» TASKS AND EXERCISES
a - Return everything in the essay on mathematical problem solving from "I started my" down to "the elegance scale.".
b - In the essay on mathematical problem solving, what do Ph.D. mathematicians call a calculation obtained by grinding through a standard algorithm?
c - Extend the essay on mathematical problem solving, picking up after its final sentence.

— Start of GIVEN TEXT —

The contestants don’t have calculators. They don’t even have pencil and paper, and even if they did, they don’t have time to do long division. They have to think fast and use whatever shortcuts they can. Isn’t 250 a fourth of 1000? So an eighth would be 125? "125!" "Correct!" and it’s on to the next question about who was the second President of the United States.

Why do people watch The Weakest Link? Although the show’s environment seems very unrealistic at first, the fact is that life does hurl questions at us every day — all kinds of questions, and some of them mathematical. We need a lot of number sense to get along, and the earlier we started developing that number sense, the better.

Our national standards document, Principles and Standards of School Mathematics (National Council of Teachers of Mathematics, 2000), defines problem solving to be "engaging in a task for which the solution method is not known in advance." I have a small problem with this definition: the word the. It implies that for each problem, there is a single solution method, and if we knew what it was, we wouldn’t have a problem.

In fact, if a mathematical problem has a solution (and some do not), then almost certainly it has many methods of solution. In school, the best solution to a problem is often considered to be the one the teacher said to use or the one just taught. But in real life, isn’t the best solution to a problem the one that gets the answer fastest and with the least work?

I started my career as a university-level research mathematician. I can tell you that in mathematical research, the best solution to a problem is always the one that gets the answer fastest and with the least work. Professional mathematicians call it the "elegant" solution. Saying that a calculation or proof is "elegant" is the highest compliment mathematicians pay one another.

At the same time, Ph.D. mathematicians don’t have much regard for a solution that’s obtained by grinding through a standard algorithm. They call this kind of calculation "turning the crank," and turning the crank ranks at zero on the elegance scale.

For example, long division, necessary though it is for us to know, is not an elegant solution to any problem. It’s too much work, and it takes too long. If we want to take one eighth of 1000, we can recognize that taking an eighth of something is the same as halving it three times. "1000, 500, 250, 125, and there’s our answer." The mathematician says "elegant." Kids probably say, "Cool!"

Recently, a Chinese mathematics educator, Liping Ma, published a study of U.S. and Chinese math instruction, Knowing and Teaching Elementary Mathematics (Lawrence Erlbaum Associates, 1999). One of the problems she used in her study was a division of a mixed number, 1³/₄ by a fraction, ¹/₂. What’s the standard approach here? First we convert the mixed number to a fraction, ⁷/₄, and then we "invert and multiply," obtaining the answer (⁷/₄) times; (²/₁) = ⁷/₂.

— End of GIVEN TEXT —
— Start of STORED ROWS —

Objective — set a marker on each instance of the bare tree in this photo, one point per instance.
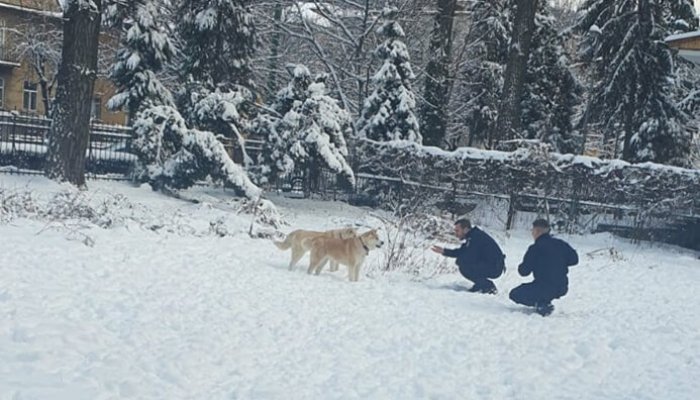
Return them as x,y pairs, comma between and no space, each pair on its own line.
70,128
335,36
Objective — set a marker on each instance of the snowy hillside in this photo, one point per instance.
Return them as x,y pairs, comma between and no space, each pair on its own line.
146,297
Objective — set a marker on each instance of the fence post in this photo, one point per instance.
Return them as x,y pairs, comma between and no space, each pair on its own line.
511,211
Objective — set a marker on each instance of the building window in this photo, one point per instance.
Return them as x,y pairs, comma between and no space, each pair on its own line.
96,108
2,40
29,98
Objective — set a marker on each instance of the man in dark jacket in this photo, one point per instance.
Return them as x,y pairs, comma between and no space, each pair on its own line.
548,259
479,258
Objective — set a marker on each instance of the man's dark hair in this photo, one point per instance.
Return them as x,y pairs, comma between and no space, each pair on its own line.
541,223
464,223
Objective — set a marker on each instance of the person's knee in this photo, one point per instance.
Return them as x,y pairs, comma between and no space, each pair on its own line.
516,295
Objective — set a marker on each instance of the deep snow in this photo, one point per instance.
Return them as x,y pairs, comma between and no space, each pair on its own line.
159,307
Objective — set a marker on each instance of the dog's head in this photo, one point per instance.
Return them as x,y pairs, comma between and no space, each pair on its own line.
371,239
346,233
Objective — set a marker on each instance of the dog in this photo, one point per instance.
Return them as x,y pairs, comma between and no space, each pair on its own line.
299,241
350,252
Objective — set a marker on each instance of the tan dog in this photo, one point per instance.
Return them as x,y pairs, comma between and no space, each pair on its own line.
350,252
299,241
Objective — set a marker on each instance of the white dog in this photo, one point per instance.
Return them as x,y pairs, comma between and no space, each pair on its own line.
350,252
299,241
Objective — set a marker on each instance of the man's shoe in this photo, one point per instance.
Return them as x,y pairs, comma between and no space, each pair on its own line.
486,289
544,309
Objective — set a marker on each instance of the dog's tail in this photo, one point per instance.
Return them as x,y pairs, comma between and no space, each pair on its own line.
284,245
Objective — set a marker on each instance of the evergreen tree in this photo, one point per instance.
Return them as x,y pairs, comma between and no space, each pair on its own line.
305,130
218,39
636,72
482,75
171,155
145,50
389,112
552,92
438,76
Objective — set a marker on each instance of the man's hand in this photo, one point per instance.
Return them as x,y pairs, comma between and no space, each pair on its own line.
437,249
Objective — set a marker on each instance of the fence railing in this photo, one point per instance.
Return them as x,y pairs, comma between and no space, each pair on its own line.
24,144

— End of STORED ROWS —
— Start of STORED ROWS —

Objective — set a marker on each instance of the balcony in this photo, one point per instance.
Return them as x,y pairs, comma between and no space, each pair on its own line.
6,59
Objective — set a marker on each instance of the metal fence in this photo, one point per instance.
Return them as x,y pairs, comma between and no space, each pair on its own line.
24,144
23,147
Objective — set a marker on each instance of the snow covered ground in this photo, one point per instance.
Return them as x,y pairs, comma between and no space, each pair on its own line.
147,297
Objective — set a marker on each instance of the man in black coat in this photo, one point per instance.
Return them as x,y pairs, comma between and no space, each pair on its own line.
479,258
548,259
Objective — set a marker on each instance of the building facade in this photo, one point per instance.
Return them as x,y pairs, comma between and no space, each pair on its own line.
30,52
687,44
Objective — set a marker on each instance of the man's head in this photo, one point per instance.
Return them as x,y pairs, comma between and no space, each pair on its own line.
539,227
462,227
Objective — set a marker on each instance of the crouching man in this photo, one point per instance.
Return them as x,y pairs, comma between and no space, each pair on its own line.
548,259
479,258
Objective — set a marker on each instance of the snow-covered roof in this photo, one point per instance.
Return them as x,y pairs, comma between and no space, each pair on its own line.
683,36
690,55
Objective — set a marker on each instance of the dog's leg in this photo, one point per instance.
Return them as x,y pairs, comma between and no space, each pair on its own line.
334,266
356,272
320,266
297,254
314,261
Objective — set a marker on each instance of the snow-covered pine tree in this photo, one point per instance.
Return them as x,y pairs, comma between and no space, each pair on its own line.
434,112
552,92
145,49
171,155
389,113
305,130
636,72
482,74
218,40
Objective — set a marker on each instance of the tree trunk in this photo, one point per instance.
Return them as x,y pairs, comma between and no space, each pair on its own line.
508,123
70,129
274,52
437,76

— End of STORED ROWS —
— Start of STORED ROWS —

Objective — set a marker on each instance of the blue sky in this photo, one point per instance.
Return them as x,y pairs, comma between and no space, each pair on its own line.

— End of STORED ROWS —

» ANSWERS PROVIDED
a -
I started my career as a university-level research mathematician. I can tell you that in mathematical research, the best solution to a problem is always the one that gets the answer fastest and with the least work. Professional mathematicians call it the "elegant" solution. Saying that a calculation or proof is "elegant" is the highest compliment mathematicians pay one another.

At the same time, Ph.D. mathematicians don’t have much regard for a solution that’s obtained by grinding through a standard algorithm. They call this kind of calculation "turning the crank," and turning the crank ranks at zero on the elegance scale.

b - They call it "turning the crank."

c -
Kids have a lot of trouble doing this, and some of the U.S. teachers did, too. Liping Ma doesn’t think U.S. teachers are any dumber than Chinese teachers, but she does think we are not flexible enough in our thinking.

We can do a better job with problems like this if we recognize that in mathematics we are teaching problem solving all the time. Can you restate this problem in terms of something more familiar? What does it mean to divide 1³/₄ by ¹/₂?

I happen to love geometry and measurement, so it’s natural for me to recast problems like this in geometric terms. Suppose I have a little half-foot ruler (I used to have such a thing, actually). If I have a board 1³/₄ feet long, how many of these half-foot units are there in the length of this board? Now I can see the problem. There will be two units in a foot, three in 1¹/₂ feet, and another half unit to make up 1³/₄, so the answer must be 3¹/₂, or ⁷/₂. Isn’t this a more elegant approach? Even a cool approach?

I believe teaching mathematics includes teaching the search for cool or elegant solutions to problems. We certainly can’t ignore the algorithms; we have to teach "invert and multiply" as the way to divide fractions. It’s an important piece of pre-algebra. But we ought not to ignore the shortcuts and the nonstandard visualizations, either. We should encourage students to think about problems in as many ways as possible and to find as many paths to the solutions as possible.

The search for elegant solutions leads to what was called "mathematical power" in the earlier stages of the curricular reform movement: the ability of students to engage confidently with a broad range of problems. The more shortcuts and tricks we know, the bigger our problem-solving toolkit becomes.

So if the search for elegant solutions leads to confident students, we want to encourage that process in every way we can. If you’ve ever said in a math class, "That’s not the way we do it," I recommend making a New Year’s resolution never to say such a thing again.

Instead, say things like this:

• "Do you know another way to do that?"
• "Did anyone find a shorter way to do this?"
• "Is there something special about this number we can use?"
• "Can you tell me another reason why you think this is the right answer?"

Quick (you’re on The Weakest Link), what is 11 times 19? Can you think of several ways to do it?

If you thought of 11 times 19 as being 19 more than 190 (or as being 11 less than 220), then you are looking for that elegant solution. (And if this didn’t happen for you, it’s not because you’re "not good at math," it’s because you haven’t had the practice you need to solve problems with agility.)

Most of the mathematical problems that arise in real life require only a good feel for numerical relationships, or what folks sometimes call "a head for numbers," rather than knowledge of formal procedures. Here’s an example. My county has just completed a property revaluation, and the taxable value of my house has been raised about 50 percent. Does this mean I’ll pay 50 percent more in taxes? No, because the County Commission will lower the tax rate. I might have to pay more in taxes, or less, or the same, depending on the new rate. How much must they lower the rate in order for me to pay the same in taxes?

Did someone say 50 percent? No, that’s not right. The county multiplied my taxes by 1.5, or ³/₂, by raising the valuation. If we multiply something by ³/₂, then to put it back where it was we need to multiply by ²/₃. So I hope the new tax rate will be ²/₃ of the old one, or 33 percent less.

All we needed to know here was that ³/₂ times ²/₃ is 1, information we have in our heads. No fancy procedures, no calculators. This is the real mathematics, and everything we do in the classroom should be helping students develop this kind of feel for numbers, the agility some folks are calling "numeracy."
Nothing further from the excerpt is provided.